■ **Material for this exercise**
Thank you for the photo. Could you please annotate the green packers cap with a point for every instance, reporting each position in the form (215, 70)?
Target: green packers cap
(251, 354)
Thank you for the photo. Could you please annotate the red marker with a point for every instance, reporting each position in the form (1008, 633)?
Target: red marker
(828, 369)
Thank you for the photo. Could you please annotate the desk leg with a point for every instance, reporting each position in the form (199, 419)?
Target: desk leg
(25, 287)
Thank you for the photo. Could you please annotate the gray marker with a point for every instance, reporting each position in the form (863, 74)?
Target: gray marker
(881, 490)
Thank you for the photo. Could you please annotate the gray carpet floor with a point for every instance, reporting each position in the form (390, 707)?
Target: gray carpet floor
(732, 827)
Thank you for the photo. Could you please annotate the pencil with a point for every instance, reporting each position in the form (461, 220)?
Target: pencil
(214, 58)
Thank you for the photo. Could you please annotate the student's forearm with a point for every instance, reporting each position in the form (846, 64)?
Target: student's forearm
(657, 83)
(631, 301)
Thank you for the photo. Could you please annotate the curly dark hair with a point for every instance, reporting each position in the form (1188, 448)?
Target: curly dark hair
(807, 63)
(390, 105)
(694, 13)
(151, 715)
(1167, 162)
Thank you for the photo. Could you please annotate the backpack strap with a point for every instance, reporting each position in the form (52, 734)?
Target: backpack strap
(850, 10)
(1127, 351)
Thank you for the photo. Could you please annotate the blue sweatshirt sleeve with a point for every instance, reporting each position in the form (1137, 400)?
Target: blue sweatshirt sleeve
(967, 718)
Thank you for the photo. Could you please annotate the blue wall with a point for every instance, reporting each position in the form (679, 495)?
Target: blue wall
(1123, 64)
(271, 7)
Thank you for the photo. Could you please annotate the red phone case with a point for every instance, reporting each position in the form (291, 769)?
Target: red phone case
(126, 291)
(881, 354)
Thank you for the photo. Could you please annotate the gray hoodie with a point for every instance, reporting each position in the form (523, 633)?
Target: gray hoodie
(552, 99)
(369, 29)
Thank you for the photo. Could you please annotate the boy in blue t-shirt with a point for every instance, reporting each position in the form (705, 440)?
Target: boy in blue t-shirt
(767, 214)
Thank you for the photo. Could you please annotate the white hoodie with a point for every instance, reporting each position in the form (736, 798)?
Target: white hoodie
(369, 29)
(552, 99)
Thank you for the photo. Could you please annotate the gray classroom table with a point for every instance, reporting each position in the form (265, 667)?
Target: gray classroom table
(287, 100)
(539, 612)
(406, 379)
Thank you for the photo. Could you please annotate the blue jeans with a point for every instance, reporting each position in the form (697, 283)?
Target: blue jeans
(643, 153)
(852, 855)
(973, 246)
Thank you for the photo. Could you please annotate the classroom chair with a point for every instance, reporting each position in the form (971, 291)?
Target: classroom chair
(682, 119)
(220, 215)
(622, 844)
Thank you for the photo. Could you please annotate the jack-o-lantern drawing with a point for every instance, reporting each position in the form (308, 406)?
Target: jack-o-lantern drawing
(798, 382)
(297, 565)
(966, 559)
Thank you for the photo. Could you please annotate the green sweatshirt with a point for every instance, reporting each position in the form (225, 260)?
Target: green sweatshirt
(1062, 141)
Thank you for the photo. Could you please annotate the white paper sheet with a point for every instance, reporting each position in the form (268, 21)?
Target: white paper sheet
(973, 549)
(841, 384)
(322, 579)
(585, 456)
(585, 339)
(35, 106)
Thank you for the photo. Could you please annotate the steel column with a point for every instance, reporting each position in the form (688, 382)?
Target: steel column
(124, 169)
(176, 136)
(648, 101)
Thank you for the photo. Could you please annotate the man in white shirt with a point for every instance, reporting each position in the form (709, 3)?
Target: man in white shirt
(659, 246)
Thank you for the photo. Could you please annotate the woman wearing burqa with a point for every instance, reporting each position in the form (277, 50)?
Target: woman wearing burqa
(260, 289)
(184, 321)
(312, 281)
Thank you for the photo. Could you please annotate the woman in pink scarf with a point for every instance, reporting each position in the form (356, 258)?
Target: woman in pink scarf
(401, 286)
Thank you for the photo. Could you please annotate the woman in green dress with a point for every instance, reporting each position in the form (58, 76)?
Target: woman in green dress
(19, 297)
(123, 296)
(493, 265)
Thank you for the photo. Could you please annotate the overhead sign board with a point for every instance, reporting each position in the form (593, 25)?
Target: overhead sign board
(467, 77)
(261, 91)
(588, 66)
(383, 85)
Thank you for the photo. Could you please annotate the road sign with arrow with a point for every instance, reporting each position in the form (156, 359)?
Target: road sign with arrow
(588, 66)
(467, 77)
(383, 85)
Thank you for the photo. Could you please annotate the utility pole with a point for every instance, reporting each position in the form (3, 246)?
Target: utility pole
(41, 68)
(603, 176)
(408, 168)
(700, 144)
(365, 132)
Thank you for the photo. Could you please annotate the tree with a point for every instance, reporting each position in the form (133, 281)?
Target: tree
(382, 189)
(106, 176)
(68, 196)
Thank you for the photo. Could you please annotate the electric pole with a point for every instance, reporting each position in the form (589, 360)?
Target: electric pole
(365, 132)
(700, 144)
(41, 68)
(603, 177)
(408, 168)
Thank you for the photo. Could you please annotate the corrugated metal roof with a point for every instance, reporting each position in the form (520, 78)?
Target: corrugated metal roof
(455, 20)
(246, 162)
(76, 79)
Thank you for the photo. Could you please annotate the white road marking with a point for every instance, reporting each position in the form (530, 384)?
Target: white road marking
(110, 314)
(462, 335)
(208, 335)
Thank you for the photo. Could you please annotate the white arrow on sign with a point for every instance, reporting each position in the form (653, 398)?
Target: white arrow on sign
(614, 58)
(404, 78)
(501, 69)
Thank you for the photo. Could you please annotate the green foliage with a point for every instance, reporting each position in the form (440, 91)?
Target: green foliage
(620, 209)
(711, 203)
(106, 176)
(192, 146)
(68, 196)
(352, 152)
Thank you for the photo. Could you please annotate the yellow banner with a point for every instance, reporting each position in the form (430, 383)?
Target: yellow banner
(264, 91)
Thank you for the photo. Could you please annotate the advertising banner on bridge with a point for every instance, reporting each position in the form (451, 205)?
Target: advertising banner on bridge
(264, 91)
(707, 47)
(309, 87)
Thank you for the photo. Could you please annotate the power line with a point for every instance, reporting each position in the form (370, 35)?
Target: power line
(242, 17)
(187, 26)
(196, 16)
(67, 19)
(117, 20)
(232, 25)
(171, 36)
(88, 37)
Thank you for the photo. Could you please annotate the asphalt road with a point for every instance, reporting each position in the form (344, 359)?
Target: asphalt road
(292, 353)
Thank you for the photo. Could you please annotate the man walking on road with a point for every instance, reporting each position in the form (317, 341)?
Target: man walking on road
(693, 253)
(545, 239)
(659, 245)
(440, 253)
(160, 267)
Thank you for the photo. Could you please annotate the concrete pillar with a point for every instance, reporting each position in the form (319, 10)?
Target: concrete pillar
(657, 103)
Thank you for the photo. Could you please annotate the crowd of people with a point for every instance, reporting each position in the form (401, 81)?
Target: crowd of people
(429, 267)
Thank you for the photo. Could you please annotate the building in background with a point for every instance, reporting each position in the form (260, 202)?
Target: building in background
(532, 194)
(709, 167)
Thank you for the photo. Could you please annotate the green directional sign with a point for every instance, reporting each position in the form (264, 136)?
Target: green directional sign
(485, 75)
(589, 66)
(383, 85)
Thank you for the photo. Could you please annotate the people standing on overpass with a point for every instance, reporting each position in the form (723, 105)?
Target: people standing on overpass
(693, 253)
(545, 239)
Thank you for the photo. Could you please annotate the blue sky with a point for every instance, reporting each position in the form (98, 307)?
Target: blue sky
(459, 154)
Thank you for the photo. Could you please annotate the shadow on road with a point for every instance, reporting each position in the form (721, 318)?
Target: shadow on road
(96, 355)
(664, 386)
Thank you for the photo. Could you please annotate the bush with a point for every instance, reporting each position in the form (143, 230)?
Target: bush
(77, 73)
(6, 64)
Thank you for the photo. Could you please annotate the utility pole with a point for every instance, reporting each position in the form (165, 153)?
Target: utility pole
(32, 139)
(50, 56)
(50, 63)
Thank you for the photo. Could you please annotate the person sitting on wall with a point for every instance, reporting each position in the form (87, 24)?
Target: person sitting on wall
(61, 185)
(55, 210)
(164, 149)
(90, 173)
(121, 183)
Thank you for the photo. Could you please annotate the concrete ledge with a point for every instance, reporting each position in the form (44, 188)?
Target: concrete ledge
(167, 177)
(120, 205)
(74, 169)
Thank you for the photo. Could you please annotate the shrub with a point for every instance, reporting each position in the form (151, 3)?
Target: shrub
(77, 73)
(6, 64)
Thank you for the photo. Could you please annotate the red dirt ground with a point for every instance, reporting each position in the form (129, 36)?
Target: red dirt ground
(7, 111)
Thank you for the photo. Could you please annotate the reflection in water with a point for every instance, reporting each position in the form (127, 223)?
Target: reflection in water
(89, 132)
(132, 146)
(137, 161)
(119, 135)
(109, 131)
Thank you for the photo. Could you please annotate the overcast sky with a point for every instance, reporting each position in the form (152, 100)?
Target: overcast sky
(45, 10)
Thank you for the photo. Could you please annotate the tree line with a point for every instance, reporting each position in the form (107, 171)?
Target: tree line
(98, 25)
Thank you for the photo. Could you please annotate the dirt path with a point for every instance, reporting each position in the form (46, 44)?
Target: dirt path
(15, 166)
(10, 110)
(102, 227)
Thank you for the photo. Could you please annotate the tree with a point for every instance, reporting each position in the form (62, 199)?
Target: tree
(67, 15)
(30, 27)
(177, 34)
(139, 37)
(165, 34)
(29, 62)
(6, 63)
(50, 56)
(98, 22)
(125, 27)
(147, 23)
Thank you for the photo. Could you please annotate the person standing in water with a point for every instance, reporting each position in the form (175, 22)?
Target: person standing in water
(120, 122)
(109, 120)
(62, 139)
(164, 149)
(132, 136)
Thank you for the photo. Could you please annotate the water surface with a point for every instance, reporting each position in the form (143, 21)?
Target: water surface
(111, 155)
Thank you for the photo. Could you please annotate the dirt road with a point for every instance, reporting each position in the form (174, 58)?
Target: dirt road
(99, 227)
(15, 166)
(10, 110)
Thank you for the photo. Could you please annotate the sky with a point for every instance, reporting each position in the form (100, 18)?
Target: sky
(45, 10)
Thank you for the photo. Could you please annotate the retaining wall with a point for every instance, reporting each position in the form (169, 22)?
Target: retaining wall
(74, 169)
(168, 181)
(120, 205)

■ **What the task requires**
From the data above, reproduce word for word the lines running from the line with "Target: bush" to the line with "form (175, 22)?", ends included.

■ **Response area**
Target: bush
(77, 73)
(6, 64)
Thank you for the photo. Could you please annotate the utility pole with a point for every instance, reporting each position in the form (165, 153)?
Target: utility pole
(32, 139)
(50, 56)
(50, 63)
Thank you for the photo. Could you please annotate the person sitting on wall with a point for every instance, reporting each position in the form (87, 24)?
Target: person sitting on wall
(61, 185)
(55, 210)
(164, 149)
(90, 173)
(121, 183)
Thank you for the photo. Could you please annotate the concrete ledge with a point for every instance, reporting each position in the form (44, 188)?
Target: concrete ledge
(167, 177)
(120, 205)
(74, 169)
Thank you for the photo. Could you please annotate the shrub with a point for every instance, reporting each position in the form (151, 3)?
Target: shrub
(77, 73)
(6, 64)
Thank you for the photo. Could you please annotate the red dirt ground with a point for every instance, reporting each position in the form (129, 36)?
Target: red dirt ground
(7, 111)
Thank you for the photo. Could you please annotate the reflection in water with a point for every instance, reporting each position in the form (127, 223)?
Target: reflection in water
(89, 132)
(132, 146)
(137, 161)
(119, 135)
(109, 131)
Thank you for the photo. Could you please annotate the overcast sky with a point for every instance, reporting each position in the form (152, 100)?
Target: overcast sky
(45, 10)
Thank you for the photo. Could you please annotate the tree line with a point for every instance, reporting each position in the form (107, 171)?
Target: tree line
(98, 25)
Thank you for the photo. Could you please annotate the dirt path with a point for every instance, reporting each position in the form (46, 44)?
Target: dirt path
(15, 166)
(10, 110)
(102, 227)
Thank you for the photo. Could you please annotate the tree with a point for every instance, reporting each position in the form (62, 199)?
Target: tree
(67, 15)
(30, 27)
(177, 34)
(139, 37)
(165, 34)
(29, 62)
(6, 63)
(50, 56)
(98, 22)
(125, 27)
(147, 23)
Thank you for the photo. Could you please annotate the person standing in water with a point for every instance, reporting each position in the form (175, 22)?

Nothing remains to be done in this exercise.